**Fragmento seleccionado**
================

Ricardo León Dueñas
Expreso, 10 de julio del 2025
El domingo 29 de junio el Perú entero se estremeció con la noticia de la espantosa muerte de José Miguel Castro, principal testigo y colaborador del caso de la exalcaldesa de Lima, la izquierdista Susana Villarán, confesa receptora de coimas de las multinacionales brasileñas envueltas en el mayor escándalo de megacorrupción de la historia latinoamericana: el caso Odebrecht. Castro —conocido por el codinome de Budián—, gestor y operador de la mafia enquistada en la Municipalidad Metropolitana de Lima durante la pésima gestión de Villarán, fue encontrado degollado en un baño de sangre en la casa de su padre, con una herida muy profunda de ¡14 centímetros de largo!
De inmediato, la argolla progre-caviar afín a la exburgomaestre se apresuró a sindicar esta muerte como un suicidio, cuando todo indica que se trataría de un asesinato al más puro estilo del Chicago de Al Capone o de la Colombia de Pablo Escobar. Las escabrosas imágenes de Castro, propaladas por un medio de prensa, mostrando al occiso tendido y ensangrentado en la escena del crimen, desbaratarían cualquier teoría que apuntaría a un suicidio.
Sin embargo, lo peor de pronto lo estamos viendo ahora; habiendo pasado ya varios días de este atroz suceso, un gran sector de la prensa parece no querer asimilar la magnitud de lo acontecido. Enredados en temas menores como el justo aumento salarial —acorde al promedio regional— de la mediocre e impopular presidenta Dina Boluarte, bajísimo sueldo congelado hace cerca de 20 años, cuando Alan García demagógicamente decidió fijarlo en un monto que devino en menor al de sus propios ministros y varios otros funcionarios, u objetando el gasto del Despacho Presidencial en bocaditos para sus invitados (sic), o criticando la llegada de los trenes del alcalde López Aliaga, etc. etc.; esta prensa irresponsable —por no decir cómplice— sigue haciéndole el juego a una mafia decidida a lograr la total impunidad de sus crímenes.

================

Entradas almacenadas de una colección
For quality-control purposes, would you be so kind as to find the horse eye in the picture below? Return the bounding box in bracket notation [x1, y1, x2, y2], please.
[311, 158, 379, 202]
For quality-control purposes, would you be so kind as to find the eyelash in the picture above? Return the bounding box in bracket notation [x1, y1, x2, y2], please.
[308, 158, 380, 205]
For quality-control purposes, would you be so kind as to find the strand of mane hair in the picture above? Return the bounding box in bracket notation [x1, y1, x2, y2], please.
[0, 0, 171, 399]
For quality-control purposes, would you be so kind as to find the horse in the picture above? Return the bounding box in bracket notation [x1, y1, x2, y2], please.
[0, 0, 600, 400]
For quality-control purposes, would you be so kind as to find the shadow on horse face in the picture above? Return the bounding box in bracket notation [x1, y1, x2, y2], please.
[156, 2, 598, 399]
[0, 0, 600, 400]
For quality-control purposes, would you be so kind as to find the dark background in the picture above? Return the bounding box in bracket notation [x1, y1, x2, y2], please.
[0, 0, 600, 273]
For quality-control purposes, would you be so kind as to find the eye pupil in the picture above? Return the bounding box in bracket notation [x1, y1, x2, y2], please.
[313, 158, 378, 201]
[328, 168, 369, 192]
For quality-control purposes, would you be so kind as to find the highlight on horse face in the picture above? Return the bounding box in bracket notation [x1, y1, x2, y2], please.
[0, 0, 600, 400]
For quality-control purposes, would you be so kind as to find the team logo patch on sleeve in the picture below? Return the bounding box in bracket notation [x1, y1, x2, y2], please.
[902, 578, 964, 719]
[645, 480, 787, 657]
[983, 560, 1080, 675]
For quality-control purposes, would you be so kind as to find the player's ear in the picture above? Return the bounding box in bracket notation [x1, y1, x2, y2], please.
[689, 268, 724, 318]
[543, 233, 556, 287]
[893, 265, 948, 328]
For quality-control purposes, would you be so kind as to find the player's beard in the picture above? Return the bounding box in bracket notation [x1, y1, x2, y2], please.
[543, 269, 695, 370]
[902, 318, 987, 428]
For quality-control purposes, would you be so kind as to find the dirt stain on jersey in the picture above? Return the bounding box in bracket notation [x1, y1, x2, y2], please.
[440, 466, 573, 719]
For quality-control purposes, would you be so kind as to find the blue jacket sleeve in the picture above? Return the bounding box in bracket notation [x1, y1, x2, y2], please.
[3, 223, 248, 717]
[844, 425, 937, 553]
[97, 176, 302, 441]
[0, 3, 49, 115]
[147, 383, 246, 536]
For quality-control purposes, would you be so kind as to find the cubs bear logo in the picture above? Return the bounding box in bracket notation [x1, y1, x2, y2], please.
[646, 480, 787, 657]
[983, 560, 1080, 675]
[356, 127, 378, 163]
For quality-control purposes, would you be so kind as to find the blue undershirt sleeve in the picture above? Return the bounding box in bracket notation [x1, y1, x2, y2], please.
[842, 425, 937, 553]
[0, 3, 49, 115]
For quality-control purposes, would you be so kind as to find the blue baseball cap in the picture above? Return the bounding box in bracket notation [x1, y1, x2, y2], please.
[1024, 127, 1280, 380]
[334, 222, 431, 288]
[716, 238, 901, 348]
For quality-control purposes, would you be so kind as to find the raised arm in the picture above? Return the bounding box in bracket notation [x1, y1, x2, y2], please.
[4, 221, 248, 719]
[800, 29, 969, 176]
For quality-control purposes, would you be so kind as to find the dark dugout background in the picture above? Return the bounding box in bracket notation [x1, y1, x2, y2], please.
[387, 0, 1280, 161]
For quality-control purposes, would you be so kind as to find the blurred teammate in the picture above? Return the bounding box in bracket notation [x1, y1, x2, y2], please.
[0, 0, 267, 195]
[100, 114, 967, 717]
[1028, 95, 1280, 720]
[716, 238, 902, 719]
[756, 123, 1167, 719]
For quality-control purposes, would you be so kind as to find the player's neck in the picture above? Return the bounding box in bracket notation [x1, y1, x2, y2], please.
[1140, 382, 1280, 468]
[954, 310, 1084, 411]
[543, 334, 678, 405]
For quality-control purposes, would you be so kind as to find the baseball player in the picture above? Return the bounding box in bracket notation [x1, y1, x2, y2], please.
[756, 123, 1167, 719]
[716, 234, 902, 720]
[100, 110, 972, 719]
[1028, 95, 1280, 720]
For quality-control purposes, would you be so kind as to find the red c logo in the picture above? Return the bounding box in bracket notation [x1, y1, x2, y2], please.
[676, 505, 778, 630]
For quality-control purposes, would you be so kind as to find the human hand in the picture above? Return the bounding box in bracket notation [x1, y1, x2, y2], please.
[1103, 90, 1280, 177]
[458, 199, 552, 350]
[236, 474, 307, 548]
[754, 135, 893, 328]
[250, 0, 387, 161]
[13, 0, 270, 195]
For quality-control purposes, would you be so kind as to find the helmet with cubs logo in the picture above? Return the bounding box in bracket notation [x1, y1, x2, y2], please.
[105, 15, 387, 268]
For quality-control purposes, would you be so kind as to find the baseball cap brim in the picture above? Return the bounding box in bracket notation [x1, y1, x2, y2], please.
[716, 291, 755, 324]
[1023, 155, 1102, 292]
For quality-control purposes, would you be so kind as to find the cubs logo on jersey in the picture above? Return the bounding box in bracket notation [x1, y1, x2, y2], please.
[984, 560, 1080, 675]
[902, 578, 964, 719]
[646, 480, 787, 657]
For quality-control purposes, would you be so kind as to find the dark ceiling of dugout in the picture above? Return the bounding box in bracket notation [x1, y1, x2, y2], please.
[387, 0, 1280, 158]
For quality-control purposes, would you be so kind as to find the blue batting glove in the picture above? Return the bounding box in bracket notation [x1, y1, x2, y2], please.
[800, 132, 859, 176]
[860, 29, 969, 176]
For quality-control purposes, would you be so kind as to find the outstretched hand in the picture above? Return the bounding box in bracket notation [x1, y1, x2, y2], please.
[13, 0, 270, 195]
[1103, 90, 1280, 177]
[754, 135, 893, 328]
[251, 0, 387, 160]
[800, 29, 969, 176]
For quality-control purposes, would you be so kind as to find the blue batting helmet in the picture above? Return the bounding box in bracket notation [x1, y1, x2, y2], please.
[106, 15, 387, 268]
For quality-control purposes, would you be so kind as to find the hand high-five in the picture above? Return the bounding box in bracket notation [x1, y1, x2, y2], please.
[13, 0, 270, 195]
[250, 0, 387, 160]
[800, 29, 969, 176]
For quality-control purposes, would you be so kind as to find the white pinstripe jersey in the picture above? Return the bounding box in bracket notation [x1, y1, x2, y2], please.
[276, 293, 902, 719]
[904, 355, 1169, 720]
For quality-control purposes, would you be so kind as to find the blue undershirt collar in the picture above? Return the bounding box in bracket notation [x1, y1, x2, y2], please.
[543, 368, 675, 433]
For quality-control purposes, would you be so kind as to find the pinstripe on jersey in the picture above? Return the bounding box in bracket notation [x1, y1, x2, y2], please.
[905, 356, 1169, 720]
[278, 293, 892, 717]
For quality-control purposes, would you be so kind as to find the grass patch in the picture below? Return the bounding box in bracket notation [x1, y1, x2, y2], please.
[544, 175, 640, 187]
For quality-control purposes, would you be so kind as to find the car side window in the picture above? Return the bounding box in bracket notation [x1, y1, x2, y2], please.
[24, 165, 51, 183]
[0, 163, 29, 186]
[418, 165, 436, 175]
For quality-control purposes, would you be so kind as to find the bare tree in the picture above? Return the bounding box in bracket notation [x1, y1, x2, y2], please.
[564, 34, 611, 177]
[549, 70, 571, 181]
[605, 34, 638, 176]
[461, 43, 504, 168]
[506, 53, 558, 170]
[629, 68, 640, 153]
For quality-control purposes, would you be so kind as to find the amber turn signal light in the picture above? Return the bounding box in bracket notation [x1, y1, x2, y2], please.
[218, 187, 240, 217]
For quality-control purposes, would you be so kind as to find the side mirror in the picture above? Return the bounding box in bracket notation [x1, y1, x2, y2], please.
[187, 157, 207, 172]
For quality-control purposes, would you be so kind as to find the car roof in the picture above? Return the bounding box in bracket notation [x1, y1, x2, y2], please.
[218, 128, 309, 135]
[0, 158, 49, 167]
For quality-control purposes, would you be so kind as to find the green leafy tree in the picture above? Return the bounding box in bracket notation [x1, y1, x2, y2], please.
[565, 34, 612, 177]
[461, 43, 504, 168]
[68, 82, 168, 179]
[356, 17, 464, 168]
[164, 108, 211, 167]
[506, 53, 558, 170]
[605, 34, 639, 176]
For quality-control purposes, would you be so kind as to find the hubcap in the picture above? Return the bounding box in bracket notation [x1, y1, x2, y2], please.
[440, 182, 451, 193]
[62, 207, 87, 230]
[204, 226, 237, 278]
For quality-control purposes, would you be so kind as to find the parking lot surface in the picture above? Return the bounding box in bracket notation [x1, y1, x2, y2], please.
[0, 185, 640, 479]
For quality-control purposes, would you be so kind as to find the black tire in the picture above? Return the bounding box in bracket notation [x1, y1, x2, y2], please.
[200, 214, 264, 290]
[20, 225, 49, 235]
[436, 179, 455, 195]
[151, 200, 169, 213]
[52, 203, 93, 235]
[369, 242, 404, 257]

================

**Tarea A**
Responda, según el artículo sobre la muerte de José Miguel Castro:
(i) ¿En qué lugar fue encontrado Castro?
(ii) ¿Qué longitud tenía la herida que presentaba?
(iii) ¿Desde hace cuánto tiempo estaba congelado el sueldo de la presidenta, según el texto?
**Tarea B**
Traduzca al inglés la siguiente oración del artículo sobre la muerte de José Miguel Castro: "Las escabrosas imágenes de Castro, propaladas por un medio de prensa, mostrando al occiso tendido y ensangrentado en la escena del crimen, desbaratarían cualquier teoría que apuntaría a un suicidio."
**Tarea C**
Prosiga el artículo sobre la muerte de José Miguel Castro a partir de su última oración.
Las entradas constituyen un material aparte, sin relación con el artículo.

**Respuesta A**
(i) En la casa de su padre.
(ii) 14 centímetros.
(iii) Desde hace cerca de 20 años.

**Respuesta B**
The gruesome images of Castro, spread by a media outlet, showing the deceased lying bloodied at the crime scene, would demolish any theory pointing to a suicide.

**Respuesta C**
A poco de iniciarse el juicio oral —en septiembre— de un proceso que lleva más de ¡ocho años! de interminables investigaciones, el principal testigo de la Fiscalía ha desaparecido de una manera aterradora en sus propias narices, sin siquiera haber concluido legalmente la colaboración a la que estaba sometido, motivo por el cual sus declaraciones en esa condición desaparecen. ¿Qué espera la opinión pública de una prensa seria y responsable? Que, cuando menos, indague sobre ¿quién se beneficia con esta desaparición? y ¿quién es capaz de cometer semejante crimen y dejar todo tipo de huellas… a manera de amedrentamiento? Pues nada, esta prensa está más concentrada en temas intrascendentes, nimios y frívolos que en los que realmente importan.
Lo cierto y real es que en este crimen puede resumirse la ineficiente y desastrosa labor de fiscales figuretis —en tándem con la referida prensa— más interesados en abusivas prisiones preventivas y en la persecución implacable de sus enemigos políticos (caso Keiko, acusada por enésima vez), que en conseguir verdadera justicia. Una vergüenza.